Write out every entry exactly as it appears.

═══

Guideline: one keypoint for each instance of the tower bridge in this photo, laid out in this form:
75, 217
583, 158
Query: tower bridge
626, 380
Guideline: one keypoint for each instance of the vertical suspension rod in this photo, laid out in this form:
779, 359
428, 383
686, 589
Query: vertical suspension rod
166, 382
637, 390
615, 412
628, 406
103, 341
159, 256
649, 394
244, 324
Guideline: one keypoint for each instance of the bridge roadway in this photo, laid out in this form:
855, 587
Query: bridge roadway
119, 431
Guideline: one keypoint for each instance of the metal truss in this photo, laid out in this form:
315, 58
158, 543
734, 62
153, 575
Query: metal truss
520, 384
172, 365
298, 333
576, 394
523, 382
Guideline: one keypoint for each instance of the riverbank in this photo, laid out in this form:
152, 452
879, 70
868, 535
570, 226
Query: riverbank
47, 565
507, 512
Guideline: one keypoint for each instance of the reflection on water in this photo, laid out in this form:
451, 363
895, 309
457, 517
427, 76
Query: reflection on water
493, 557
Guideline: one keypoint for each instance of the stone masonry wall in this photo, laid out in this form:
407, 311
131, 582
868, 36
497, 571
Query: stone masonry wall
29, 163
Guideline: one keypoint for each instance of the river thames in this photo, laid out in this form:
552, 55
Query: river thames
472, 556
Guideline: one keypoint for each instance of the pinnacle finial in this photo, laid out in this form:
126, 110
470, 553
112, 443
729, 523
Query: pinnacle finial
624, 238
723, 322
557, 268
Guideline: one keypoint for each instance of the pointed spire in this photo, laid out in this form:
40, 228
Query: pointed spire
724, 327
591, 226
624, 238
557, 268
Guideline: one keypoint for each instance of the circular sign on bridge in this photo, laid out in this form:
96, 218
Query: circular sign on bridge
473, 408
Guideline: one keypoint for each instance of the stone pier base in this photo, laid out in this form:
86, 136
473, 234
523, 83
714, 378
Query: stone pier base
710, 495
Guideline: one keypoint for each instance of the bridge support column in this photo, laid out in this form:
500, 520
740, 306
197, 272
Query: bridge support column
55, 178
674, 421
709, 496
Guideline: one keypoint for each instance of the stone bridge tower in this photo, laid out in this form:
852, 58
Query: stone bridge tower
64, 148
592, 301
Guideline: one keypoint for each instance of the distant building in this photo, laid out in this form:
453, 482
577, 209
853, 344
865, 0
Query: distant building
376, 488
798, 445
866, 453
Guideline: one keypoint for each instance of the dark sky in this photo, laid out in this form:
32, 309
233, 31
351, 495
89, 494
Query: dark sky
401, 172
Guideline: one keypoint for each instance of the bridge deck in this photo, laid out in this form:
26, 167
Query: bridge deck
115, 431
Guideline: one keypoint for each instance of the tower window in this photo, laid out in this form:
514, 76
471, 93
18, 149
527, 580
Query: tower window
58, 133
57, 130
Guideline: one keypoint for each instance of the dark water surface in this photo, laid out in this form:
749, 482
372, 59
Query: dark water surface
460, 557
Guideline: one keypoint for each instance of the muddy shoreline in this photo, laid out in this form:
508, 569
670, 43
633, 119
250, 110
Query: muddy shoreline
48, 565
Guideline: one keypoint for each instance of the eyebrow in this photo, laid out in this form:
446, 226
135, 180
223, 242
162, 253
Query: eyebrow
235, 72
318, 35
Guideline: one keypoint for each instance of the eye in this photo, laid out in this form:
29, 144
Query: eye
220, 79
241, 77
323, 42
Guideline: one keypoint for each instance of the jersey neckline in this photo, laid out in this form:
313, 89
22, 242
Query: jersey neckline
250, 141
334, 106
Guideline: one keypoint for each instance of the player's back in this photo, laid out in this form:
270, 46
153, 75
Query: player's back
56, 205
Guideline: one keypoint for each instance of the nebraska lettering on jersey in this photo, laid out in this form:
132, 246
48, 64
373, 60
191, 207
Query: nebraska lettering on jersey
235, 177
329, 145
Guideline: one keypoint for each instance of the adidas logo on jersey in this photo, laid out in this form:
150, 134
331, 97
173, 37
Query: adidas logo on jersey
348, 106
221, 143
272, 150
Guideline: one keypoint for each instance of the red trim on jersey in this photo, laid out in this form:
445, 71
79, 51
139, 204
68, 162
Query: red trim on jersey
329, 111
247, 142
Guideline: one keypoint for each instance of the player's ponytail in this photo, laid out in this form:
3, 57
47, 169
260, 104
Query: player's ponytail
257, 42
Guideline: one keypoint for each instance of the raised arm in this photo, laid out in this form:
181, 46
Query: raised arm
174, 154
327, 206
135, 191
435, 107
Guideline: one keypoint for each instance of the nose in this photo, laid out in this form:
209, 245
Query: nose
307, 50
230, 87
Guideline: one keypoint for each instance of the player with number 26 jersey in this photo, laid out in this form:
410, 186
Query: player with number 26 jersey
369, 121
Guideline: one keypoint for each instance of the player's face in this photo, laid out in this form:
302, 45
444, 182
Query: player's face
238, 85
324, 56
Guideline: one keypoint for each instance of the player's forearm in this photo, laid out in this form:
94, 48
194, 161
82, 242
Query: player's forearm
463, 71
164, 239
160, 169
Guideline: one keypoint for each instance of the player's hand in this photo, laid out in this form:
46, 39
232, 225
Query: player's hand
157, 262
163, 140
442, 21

═══

• [PROBLEM SOLUTION]:
Guideline: one keypoint for each instance of the tower bridge in this photo, laid out in this form:
75, 217
583, 158
Query: tower bridge
626, 380
Guideline: one keypoint for each instance of the vertical suspension rod in this photo, laid out in this form:
779, 359
428, 383
686, 589
Query: vertical suspension rod
166, 382
637, 390
615, 412
628, 406
103, 341
159, 256
649, 394
244, 324
Guideline: one keypoint for each instance of the bridge roadway in this photo, laid out in this form:
855, 587
Query: bridge roadway
119, 431
Guideline: one keypoint for each instance of the metal truss in this photo, laid out in this form:
315, 58
158, 543
734, 62
153, 575
Query: metal truss
520, 384
172, 365
298, 333
576, 394
523, 382
Guideline: one keypoint for each instance of the riverbank in this photo, laid out in this form:
152, 452
879, 70
868, 535
570, 226
Query: riverbank
47, 565
507, 512
Guideline: one keypoint for each instance of the reflection on water in this photo, laid out in this form:
451, 363
895, 309
457, 517
427, 76
Query: reflection on water
493, 557
Guideline: one keypoint for each instance of the stone masonry wall in this photo, laid out in this form:
407, 311
131, 582
868, 36
497, 571
Query: stone masonry wall
29, 163
Guideline: one keypoint for each instance of the river thames in this photo, laid out in this form:
552, 55
Query: river thames
472, 556
Guideline: one keypoint for each instance of the pinnacle finial in this photo, laid out in this form:
126, 110
470, 553
112, 443
729, 523
Query: pinnacle finial
624, 238
723, 322
557, 268
Guideline: one keypoint for each instance of the pointed spire in this photo, laid out in this form:
40, 228
Query: pointed spire
724, 327
591, 226
624, 238
557, 268
Guideline: one keypoint for each instance of the circular sign on bridge in this photo, laid out in this form:
96, 218
Query: circular sign on bridge
473, 408
Guideline: one keypoint for each instance of the stone pier base in this photo, laid out in this form:
86, 136
473, 234
523, 83
714, 378
Query: stone pier base
710, 495
Guideline: one keypoint for each instance of the bridge support column in this photo, laid out in this form:
500, 520
740, 306
197, 272
Query: bridge support column
55, 178
674, 421
709, 496
Guideline: one keypoint for each instance of the stone bridge tower in this photo, laid out in this form:
852, 58
Query: stone bridge tower
64, 148
592, 301
Guideline: one keypoint for each instance of the distant building in this photo, laid out in this form:
453, 482
577, 209
853, 344
865, 0
Query: distant building
376, 488
798, 445
866, 453
Guideline: one keypoint for each instance of the dark sky in this photo, laid out in this form:
32, 309
233, 31
351, 495
89, 494
Query: dark sky
401, 172
Guideline: one keypoint for each instance of the bridge deck in this photo, laid out in this form:
26, 167
Query: bridge deck
115, 431
Guideline: one keypoint for each instance of the tower window in this photo, laid out in this form:
514, 76
471, 93
18, 149
527, 580
Query: tower window
58, 133
57, 130
Guideline: one keypoint for each instance of the dark water surface in this photo, laid out in this form:
749, 482
372, 59
Query: dark water surface
460, 557
Guideline: one keypoint for each instance of the muddy shoreline in this photo, laid out in this form:
508, 569
670, 43
633, 119
250, 110
Query: muddy shoreline
48, 565
Guideline: one keypoint for each instance of the eyebrow in this photo, laid out in this form:
446, 226
135, 180
223, 242
162, 253
Query: eyebrow
235, 72
318, 35
Guideline: one keypoint for each instance of the eye in this photo, laid out in this form:
29, 144
Query: eye
220, 79
241, 77
323, 42
Guideline: one keypoint for each instance of the jersey neckline in this photo, laid out in this form:
313, 89
22, 242
Query: jersey neckline
250, 141
334, 106
Guideline: one keypoint for each instance of the player's back in this photo, laid out in this form:
270, 46
153, 75
Query: player's back
56, 205
Guideline: one keypoint for each instance of the nebraska lettering on jersey in this photo, laid out in this form:
132, 246
48, 64
373, 60
191, 207
Query: nebraska lettering on jersey
235, 177
329, 145
Guideline: one keypoint for each instance of the adidas logo on jersey in this photo, laid out in this form:
150, 134
331, 97
173, 37
Query: adidas logo on jersey
348, 106
221, 143
272, 150
Guideline: one keypoint for each instance of the red trim on jersey in this photo, laid out in this form:
445, 71
79, 51
139, 204
68, 162
Query: red trim on jersey
329, 111
247, 142
Guideline: one keypoint for each instance of the player's ponytail in this photo, laid out in this form:
3, 57
47, 169
260, 104
Query: player's ponytail
257, 42
Guideline: one keypoint for each instance of the raised arm in this photo, laid out in this form:
181, 46
Query: raised arm
174, 154
327, 206
135, 191
435, 107
Guideline: one keypoint for each instance of the nose in this photo, laid out in this form:
209, 245
Query: nose
307, 50
230, 87
Guideline: one keypoint for each instance of the player with number 26 jersey in this photo, laid out in this form:
410, 186
Query: player with number 26 jersey
369, 121
Guideline: one keypoint for each instance of the player's face in this photo, laid out in this form:
302, 45
444, 182
Query: player's face
238, 85
324, 56
Guideline: one keypoint for each instance of the player's forearm in this photo, laid out in this form:
94, 48
194, 161
82, 242
Query: player's forearm
463, 71
164, 239
160, 169
Guideline: one keypoint for each instance of the player's hand in this photo, laid out in this form:
46, 39
232, 225
Query: player's hand
157, 262
163, 140
442, 21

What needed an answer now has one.